EXERCISE GOAL —
Return the records below from the line containing "query | window glass pane" onward, exactly, through and including the last line.

--- DATA ROWS ---

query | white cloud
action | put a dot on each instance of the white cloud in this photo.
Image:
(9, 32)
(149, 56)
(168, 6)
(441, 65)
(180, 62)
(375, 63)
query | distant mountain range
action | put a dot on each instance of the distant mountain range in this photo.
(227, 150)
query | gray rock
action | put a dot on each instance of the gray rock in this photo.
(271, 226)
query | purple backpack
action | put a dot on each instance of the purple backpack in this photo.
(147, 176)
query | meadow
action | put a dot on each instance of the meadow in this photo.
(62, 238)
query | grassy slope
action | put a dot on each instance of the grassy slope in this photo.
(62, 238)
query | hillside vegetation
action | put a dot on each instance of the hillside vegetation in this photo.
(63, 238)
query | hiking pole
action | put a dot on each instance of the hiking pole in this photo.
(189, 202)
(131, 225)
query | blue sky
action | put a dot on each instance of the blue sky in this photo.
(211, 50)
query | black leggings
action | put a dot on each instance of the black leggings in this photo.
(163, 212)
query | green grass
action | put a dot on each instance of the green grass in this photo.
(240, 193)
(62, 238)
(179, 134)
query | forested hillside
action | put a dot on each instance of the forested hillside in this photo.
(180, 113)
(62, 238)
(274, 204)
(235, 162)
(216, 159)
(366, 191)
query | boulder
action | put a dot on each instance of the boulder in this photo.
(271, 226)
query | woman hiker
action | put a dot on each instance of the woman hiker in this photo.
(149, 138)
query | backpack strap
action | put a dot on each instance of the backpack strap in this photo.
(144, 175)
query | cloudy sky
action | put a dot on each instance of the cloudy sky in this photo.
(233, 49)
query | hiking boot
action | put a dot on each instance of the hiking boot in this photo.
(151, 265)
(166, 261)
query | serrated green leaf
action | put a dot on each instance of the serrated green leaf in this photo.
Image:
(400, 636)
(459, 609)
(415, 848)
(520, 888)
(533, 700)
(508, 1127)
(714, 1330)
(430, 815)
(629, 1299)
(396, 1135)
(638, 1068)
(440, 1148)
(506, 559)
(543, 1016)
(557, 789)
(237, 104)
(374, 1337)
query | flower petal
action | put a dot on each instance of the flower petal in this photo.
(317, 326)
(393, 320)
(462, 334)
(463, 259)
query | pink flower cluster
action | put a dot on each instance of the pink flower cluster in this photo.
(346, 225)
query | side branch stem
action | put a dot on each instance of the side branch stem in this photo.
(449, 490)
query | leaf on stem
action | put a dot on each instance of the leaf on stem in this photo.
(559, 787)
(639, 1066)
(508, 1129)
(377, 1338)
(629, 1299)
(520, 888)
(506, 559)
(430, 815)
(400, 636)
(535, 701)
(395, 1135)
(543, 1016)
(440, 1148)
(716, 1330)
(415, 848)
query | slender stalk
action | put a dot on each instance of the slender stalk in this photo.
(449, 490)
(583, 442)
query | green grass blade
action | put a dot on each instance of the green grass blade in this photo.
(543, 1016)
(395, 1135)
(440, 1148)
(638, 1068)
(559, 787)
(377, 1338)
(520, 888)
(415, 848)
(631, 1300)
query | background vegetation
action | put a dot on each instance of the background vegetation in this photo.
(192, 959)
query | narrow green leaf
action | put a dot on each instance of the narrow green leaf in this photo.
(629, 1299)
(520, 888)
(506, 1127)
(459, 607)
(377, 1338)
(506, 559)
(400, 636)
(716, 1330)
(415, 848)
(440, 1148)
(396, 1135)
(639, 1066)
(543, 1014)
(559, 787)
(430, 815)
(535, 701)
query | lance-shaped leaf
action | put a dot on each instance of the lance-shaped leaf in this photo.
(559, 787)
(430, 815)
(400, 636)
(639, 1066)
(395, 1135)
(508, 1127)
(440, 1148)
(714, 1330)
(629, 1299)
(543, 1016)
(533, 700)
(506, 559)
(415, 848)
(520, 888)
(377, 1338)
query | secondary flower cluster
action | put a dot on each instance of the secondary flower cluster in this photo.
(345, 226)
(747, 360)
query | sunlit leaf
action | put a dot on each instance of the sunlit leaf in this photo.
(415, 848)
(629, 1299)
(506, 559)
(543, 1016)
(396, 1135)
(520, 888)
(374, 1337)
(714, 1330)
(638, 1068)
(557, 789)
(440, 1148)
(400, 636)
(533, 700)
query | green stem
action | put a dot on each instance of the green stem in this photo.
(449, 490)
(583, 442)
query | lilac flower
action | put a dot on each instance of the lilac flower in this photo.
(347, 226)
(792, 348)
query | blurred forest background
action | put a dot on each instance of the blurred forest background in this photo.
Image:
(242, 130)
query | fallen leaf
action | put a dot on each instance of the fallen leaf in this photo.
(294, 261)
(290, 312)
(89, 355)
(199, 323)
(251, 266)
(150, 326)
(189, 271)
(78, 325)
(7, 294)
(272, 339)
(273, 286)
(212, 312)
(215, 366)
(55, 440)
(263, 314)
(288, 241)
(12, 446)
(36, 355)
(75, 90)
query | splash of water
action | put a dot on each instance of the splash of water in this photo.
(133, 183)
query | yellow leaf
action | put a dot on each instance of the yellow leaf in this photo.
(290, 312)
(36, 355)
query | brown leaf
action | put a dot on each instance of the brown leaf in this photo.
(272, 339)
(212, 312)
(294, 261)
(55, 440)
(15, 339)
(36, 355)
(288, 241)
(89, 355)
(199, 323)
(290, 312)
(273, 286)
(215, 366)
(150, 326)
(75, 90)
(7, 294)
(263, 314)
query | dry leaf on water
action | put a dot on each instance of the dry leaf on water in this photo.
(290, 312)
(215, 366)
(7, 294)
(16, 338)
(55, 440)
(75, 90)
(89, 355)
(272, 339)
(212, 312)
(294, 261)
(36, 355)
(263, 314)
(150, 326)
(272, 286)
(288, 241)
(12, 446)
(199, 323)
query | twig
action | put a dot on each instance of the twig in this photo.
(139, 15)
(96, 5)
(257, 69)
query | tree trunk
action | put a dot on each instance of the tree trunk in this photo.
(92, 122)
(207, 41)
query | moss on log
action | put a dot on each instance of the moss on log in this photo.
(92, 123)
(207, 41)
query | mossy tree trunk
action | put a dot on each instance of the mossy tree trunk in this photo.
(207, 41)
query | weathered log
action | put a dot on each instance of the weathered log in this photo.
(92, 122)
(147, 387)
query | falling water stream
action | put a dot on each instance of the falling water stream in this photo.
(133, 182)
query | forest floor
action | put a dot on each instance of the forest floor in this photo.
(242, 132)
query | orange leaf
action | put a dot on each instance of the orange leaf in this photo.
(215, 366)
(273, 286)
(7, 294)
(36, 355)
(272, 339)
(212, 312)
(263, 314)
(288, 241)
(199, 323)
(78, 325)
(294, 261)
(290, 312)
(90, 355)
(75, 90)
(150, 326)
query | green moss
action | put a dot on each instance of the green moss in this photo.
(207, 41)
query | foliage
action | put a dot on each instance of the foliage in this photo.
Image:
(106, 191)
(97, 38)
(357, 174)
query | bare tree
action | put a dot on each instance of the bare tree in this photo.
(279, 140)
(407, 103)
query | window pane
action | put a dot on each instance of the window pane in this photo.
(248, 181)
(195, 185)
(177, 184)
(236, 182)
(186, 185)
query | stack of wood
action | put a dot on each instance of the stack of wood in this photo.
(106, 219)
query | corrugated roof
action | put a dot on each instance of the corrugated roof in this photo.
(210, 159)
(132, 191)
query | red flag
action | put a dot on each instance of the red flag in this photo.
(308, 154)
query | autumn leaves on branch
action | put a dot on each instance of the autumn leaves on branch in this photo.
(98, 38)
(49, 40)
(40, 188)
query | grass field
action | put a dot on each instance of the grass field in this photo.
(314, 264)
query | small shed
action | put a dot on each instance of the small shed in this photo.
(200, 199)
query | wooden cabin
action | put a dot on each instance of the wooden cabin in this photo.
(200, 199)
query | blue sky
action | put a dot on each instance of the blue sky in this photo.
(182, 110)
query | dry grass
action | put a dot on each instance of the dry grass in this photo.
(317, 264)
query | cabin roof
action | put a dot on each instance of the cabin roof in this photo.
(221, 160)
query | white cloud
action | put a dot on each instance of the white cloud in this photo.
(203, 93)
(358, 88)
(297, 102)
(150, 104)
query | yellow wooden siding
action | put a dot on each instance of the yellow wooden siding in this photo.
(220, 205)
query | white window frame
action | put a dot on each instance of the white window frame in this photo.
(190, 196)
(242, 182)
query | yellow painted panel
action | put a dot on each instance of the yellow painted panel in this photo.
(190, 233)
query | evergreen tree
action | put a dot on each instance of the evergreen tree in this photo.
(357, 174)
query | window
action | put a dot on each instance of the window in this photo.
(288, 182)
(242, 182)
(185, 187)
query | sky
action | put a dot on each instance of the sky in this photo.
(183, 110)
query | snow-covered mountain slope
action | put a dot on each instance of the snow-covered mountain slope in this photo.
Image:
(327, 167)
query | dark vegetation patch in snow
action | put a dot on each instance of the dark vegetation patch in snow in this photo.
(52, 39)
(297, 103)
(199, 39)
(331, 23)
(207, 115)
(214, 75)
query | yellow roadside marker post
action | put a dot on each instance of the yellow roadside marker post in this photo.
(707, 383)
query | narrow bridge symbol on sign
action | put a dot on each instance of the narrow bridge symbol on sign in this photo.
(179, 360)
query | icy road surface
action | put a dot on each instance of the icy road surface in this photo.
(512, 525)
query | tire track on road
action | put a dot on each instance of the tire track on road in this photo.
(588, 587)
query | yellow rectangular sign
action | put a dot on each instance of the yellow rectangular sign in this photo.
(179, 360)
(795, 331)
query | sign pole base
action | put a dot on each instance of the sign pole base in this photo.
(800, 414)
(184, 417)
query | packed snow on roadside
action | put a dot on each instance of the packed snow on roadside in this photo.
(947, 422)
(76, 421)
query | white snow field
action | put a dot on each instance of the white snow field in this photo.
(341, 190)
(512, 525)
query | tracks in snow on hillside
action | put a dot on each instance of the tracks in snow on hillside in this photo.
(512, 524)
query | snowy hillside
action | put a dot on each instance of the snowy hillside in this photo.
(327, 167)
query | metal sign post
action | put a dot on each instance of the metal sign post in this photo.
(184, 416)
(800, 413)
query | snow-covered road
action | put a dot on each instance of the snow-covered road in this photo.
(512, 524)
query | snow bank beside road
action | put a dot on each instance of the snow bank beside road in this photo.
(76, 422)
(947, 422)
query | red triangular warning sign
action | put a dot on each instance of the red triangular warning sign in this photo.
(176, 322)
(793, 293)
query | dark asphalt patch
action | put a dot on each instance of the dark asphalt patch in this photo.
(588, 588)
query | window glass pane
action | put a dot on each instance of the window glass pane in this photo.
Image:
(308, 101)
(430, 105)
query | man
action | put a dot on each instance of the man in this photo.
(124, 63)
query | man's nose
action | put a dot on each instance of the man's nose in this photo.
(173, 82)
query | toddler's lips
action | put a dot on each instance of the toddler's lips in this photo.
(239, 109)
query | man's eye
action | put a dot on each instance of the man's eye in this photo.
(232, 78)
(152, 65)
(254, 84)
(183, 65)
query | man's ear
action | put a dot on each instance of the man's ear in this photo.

---

SOLUTION TO THE EXERCISE —
query | window glass pane
action | put a dot on each instance of the window glass pane in this photo.
Image:
(308, 101)
(430, 105)
query | man
action | put a dot on each instance of the man in this photo.
(124, 63)
query | man's nose
action | put a dot on each instance of the man's nose in this photo.
(173, 82)
query | toddler's lips
action | put a dot on each instance of the toddler's lips in this photo.
(239, 109)
query | man's eye
action | put a dot on each instance of the man's eye in this photo.
(232, 78)
(152, 65)
(254, 84)
(183, 65)
query | man's ear
action | put a dot on each instance of the man's ear in this photo.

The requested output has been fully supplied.